◆ SOURCE MATERIAL
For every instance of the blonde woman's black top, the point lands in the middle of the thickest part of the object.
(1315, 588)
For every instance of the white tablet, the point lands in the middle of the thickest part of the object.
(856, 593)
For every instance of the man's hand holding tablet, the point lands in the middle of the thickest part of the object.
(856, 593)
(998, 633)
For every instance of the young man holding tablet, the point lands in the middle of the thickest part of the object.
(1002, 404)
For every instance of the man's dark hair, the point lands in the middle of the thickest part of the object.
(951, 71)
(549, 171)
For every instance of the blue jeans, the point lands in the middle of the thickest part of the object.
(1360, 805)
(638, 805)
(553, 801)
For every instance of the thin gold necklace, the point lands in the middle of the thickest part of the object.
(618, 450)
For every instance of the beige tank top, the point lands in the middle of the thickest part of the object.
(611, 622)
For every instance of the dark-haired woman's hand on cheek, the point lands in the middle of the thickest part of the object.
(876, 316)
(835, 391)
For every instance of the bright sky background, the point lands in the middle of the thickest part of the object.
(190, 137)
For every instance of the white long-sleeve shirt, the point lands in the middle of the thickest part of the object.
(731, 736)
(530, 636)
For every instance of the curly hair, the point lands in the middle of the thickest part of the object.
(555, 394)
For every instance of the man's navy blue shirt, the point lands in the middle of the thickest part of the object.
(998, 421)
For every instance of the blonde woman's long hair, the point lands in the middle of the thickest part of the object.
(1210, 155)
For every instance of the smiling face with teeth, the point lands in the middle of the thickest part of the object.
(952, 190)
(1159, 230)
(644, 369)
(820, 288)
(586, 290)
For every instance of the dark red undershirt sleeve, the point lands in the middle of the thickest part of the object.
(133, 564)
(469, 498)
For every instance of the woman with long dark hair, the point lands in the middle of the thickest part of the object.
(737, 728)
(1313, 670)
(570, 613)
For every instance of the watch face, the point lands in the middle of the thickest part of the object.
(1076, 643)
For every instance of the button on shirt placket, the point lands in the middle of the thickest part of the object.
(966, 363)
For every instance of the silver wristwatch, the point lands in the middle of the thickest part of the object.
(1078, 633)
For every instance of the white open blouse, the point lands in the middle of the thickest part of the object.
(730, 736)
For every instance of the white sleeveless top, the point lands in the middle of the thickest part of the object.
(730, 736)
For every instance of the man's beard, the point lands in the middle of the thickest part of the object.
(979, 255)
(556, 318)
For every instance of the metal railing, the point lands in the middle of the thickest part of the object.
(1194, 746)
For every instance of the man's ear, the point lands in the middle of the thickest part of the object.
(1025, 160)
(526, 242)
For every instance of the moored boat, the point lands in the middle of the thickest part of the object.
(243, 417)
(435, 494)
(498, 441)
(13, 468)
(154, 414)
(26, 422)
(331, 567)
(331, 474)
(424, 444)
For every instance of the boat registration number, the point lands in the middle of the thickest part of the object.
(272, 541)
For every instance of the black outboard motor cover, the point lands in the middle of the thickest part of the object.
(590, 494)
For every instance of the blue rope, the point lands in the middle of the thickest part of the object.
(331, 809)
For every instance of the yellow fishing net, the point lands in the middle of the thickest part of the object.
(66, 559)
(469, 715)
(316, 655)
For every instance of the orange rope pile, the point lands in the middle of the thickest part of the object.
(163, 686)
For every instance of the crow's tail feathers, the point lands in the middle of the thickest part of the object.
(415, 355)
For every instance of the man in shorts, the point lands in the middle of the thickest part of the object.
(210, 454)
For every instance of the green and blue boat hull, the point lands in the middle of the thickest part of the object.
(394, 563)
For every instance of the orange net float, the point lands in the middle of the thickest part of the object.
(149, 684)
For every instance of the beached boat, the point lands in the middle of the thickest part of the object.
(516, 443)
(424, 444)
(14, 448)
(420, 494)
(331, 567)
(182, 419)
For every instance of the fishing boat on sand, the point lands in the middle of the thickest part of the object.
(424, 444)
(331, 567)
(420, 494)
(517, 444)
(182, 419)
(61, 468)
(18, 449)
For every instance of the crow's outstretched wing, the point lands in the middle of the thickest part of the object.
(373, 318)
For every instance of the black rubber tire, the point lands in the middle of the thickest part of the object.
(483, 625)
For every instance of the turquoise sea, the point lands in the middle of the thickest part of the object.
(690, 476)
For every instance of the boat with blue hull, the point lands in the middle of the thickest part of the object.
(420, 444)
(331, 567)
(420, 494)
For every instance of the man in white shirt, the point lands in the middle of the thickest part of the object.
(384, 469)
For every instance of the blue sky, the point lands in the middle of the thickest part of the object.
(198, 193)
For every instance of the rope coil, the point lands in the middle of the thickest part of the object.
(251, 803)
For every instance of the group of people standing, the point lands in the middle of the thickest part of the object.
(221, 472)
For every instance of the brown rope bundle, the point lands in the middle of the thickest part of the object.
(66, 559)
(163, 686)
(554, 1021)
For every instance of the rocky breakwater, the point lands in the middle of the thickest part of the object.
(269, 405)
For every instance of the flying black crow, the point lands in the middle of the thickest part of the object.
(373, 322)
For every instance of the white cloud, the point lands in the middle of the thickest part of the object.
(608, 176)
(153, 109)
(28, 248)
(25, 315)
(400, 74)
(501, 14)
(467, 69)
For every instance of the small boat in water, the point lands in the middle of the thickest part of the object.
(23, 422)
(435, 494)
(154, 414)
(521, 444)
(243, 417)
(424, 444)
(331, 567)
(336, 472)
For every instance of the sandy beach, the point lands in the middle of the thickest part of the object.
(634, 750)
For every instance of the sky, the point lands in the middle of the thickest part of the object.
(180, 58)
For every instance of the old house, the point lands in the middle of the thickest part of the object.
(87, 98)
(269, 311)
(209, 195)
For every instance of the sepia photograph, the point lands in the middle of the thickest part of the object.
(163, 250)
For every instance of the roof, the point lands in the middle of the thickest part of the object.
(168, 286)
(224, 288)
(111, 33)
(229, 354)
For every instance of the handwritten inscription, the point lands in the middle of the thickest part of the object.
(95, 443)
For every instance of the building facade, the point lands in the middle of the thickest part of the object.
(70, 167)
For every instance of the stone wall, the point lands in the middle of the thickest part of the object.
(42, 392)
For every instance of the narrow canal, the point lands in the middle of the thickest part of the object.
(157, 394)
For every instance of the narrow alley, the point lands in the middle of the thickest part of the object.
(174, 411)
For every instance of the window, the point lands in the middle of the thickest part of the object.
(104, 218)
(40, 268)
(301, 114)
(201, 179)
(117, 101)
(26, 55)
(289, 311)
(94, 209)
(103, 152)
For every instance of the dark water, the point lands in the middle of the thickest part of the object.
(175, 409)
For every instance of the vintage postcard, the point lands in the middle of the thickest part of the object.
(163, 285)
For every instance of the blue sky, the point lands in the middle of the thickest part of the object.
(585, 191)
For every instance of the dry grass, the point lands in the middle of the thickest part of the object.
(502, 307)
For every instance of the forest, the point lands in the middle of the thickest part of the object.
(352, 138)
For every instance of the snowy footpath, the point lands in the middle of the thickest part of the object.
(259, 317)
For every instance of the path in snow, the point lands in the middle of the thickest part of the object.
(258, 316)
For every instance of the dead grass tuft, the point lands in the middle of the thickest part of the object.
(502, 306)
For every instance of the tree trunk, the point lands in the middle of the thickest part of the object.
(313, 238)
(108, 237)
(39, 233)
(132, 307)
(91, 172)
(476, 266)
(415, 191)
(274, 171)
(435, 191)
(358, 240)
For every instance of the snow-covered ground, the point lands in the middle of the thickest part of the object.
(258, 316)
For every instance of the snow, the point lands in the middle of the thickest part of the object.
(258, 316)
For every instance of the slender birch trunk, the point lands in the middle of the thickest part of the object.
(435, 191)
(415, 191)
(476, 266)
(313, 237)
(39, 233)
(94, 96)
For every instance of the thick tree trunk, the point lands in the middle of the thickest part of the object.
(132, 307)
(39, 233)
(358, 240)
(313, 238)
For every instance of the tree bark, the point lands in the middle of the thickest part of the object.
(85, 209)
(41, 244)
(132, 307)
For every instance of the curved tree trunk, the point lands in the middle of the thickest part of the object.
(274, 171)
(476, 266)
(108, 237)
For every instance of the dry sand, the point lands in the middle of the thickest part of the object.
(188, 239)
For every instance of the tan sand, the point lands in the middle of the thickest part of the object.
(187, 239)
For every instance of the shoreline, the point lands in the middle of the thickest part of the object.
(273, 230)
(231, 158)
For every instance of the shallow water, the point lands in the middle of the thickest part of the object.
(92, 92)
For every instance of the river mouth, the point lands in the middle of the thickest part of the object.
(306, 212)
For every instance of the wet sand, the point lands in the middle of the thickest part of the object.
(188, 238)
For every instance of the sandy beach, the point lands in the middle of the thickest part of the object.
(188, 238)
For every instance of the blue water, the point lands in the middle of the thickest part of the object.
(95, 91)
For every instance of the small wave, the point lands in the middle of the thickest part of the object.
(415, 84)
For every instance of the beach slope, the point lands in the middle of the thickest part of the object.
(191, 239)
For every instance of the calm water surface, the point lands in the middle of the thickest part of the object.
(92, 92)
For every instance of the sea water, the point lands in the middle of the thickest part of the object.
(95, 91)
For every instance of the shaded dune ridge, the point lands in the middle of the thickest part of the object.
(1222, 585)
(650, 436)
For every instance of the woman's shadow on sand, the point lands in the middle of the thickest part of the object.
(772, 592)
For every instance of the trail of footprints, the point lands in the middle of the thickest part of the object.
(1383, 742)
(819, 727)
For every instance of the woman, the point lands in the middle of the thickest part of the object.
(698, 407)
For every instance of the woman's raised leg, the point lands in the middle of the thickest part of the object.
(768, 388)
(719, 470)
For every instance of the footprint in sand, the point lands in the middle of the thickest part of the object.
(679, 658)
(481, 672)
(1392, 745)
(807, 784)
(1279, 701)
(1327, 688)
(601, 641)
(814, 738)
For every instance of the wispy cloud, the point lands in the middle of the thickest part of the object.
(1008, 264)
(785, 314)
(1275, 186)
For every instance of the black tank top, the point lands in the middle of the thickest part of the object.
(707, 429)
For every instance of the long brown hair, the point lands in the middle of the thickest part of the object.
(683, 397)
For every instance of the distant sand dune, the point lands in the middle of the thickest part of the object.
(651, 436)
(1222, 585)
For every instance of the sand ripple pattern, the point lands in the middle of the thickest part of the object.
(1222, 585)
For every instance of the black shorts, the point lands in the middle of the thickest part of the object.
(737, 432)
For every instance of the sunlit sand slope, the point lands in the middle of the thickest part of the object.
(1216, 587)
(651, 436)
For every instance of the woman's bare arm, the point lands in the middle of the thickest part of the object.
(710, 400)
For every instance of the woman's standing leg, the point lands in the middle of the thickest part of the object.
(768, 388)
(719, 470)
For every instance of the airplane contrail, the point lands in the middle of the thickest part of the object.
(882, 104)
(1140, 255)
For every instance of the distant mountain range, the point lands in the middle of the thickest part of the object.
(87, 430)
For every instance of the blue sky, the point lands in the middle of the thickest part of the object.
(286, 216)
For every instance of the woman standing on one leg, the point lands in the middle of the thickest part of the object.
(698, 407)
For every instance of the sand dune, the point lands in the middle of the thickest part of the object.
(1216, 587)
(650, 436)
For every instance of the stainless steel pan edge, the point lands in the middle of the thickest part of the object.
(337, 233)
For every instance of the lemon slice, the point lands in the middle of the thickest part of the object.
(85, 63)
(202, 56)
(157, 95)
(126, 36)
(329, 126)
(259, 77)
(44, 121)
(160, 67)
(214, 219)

◆ INSTRUCTIONS TO FOLLOW
Write out exactly the lines from the line holding "For every instance of the stainless" through the last line of the data, and nothing besides those lines.

◆ SOLUTION
For every instance of the stainless steel pan edge, the point lands in the middle of the thickest part of the object.
(337, 233)
For every instance of the lemon slice, the point lands in the middle of the thickest part of the object.
(85, 63)
(202, 56)
(157, 95)
(126, 36)
(329, 126)
(259, 77)
(44, 121)
(160, 67)
(214, 219)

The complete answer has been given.